- **What is needed**
All of the lines below are to be printed again exactly; images are excluded from the output.

- **Input data**
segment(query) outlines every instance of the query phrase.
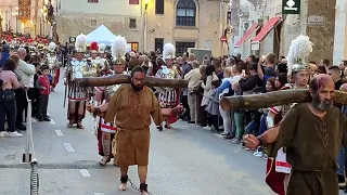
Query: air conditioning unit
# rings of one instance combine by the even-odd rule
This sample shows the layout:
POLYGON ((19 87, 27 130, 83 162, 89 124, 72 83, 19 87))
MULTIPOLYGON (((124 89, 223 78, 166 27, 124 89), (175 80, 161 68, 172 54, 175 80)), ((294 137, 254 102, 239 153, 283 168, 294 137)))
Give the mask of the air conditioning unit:
POLYGON ((247 30, 249 28, 249 23, 245 22, 243 23, 243 30, 247 30))

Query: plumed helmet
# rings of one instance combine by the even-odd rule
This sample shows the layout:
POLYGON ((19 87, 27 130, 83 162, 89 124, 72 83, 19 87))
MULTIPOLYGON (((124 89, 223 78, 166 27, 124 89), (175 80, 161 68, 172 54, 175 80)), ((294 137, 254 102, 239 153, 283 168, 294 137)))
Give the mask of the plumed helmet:
POLYGON ((309 70, 307 57, 312 52, 313 43, 308 36, 300 35, 292 41, 287 56, 288 75, 309 70))
POLYGON ((125 55, 127 53, 127 40, 121 36, 117 36, 112 41, 111 52, 114 64, 125 64, 125 55))
POLYGON ((49 46, 48 46, 48 50, 50 52, 54 52, 55 51, 55 48, 56 48, 56 44, 54 42, 50 42, 49 46))
POLYGON ((90 52, 98 53, 98 50, 99 50, 98 42, 91 42, 90 43, 90 52))
POLYGON ((80 34, 76 37, 75 50, 77 53, 85 53, 87 50, 87 37, 80 34))
POLYGON ((99 44, 99 53, 105 53, 105 50, 106 50, 106 44, 100 43, 99 44))
POLYGON ((164 60, 175 58, 175 54, 176 54, 175 46, 171 43, 166 43, 163 50, 163 58, 164 60))

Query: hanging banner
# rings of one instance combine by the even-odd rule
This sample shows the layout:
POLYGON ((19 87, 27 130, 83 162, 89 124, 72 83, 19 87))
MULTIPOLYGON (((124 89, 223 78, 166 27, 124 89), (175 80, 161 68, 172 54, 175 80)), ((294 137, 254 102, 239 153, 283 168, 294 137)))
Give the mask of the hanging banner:
POLYGON ((18 3, 18 20, 24 24, 31 18, 30 8, 31 0, 21 0, 21 3, 18 3))
POLYGON ((282 14, 300 14, 300 0, 282 0, 282 14))

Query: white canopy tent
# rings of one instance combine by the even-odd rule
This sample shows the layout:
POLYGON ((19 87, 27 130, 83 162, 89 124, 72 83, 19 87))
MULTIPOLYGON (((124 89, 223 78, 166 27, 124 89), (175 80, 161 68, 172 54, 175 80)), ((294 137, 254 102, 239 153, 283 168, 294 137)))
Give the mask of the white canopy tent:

- **The result**
segment(query) outlines every instance of the query phrase.
Query: air conditioning unit
# rings of one instance combine by the even-odd rule
This sample shows the layout:
POLYGON ((19 87, 27 130, 83 162, 89 124, 72 83, 19 87))
MULTIPOLYGON (((124 89, 223 78, 166 27, 124 89), (175 80, 161 68, 172 54, 175 80)), ((294 137, 254 102, 239 153, 283 168, 294 137)))
Give the mask of the air conditioning unit:
POLYGON ((247 30, 249 28, 249 23, 245 22, 243 23, 243 30, 247 30))

Query: plumed helmet
# rings of one instance combine by the even-odd rule
This sample shows the layout:
POLYGON ((19 87, 27 130, 83 162, 89 124, 72 83, 19 87))
MULTIPOLYGON (((124 89, 223 78, 166 27, 124 89), (175 80, 161 68, 172 54, 175 80)), ((294 137, 254 102, 239 153, 283 168, 294 137)))
Give the mask of the plumed helmet:
POLYGON ((309 70, 307 57, 312 52, 313 43, 308 36, 300 35, 292 41, 287 56, 288 75, 309 70))
POLYGON ((125 55, 127 53, 127 40, 121 36, 117 36, 112 41, 111 52, 114 64, 125 64, 125 55))
POLYGON ((49 46, 48 46, 48 50, 50 52, 54 52, 55 51, 55 48, 56 48, 56 44, 54 42, 50 42, 49 46))
POLYGON ((90 52, 98 53, 98 50, 99 50, 98 42, 91 42, 90 43, 90 52))
POLYGON ((80 34, 76 37, 75 50, 77 53, 85 53, 87 50, 87 37, 80 34))
POLYGON ((99 44, 99 53, 105 53, 105 50, 106 50, 106 44, 100 43, 99 44))
POLYGON ((164 60, 175 58, 175 54, 176 54, 175 46, 171 43, 166 43, 163 50, 163 58, 164 60))

Query: hanging banner
# rings of one instance combine by the even-odd rule
This sample shows the layout:
POLYGON ((19 87, 27 130, 83 162, 89 124, 72 83, 19 87))
MULTIPOLYGON (((124 89, 223 78, 166 27, 124 89), (175 80, 161 68, 172 54, 175 80)), ((294 137, 254 102, 239 153, 283 168, 294 137)))
Give the mask of the hanging banner:
POLYGON ((18 3, 18 20, 24 24, 31 18, 30 8, 31 0, 21 0, 21 3, 18 3))
POLYGON ((282 14, 300 14, 300 0, 282 0, 282 14))

Query: white canopy tent
# rings of one instance combine by the even-odd rule
This sample shows the layout:
POLYGON ((19 87, 27 130, 83 162, 89 124, 72 83, 19 87))
MULTIPOLYGON (((124 89, 223 78, 166 27, 124 89), (175 80, 161 68, 172 54, 175 80)), ((294 137, 254 102, 239 153, 283 168, 294 137)))
Give the mask of the white canopy tent:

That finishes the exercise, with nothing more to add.